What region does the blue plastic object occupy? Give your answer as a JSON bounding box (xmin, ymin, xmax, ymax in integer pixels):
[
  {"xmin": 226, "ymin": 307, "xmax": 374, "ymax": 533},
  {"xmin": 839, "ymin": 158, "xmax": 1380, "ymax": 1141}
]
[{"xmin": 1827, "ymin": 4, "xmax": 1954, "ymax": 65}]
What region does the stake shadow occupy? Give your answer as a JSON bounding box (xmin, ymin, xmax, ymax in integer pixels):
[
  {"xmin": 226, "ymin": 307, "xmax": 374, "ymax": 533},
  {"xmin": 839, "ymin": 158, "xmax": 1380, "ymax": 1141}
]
..............................
▸ Work instruction:
The expected output is every record, repeated exactly.

▸ Answer for the task:
What region does the blue plastic object occupy? Give your answer as a JSON bounding box (xmin, ymin, xmax, ymax in integer pixels):
[
  {"xmin": 226, "ymin": 307, "xmax": 374, "ymax": 533},
  {"xmin": 839, "ymin": 158, "xmax": 1380, "ymax": 1141}
]
[{"xmin": 1827, "ymin": 4, "xmax": 1954, "ymax": 65}]
What region does the stake shadow occupy? Give your answer as a JSON bounding box (xmin, ymin, xmax, ymax in integer pixels):
[
  {"xmin": 226, "ymin": 307, "xmax": 374, "ymax": 533},
  {"xmin": 839, "ymin": 158, "xmax": 1380, "ymax": 1141}
]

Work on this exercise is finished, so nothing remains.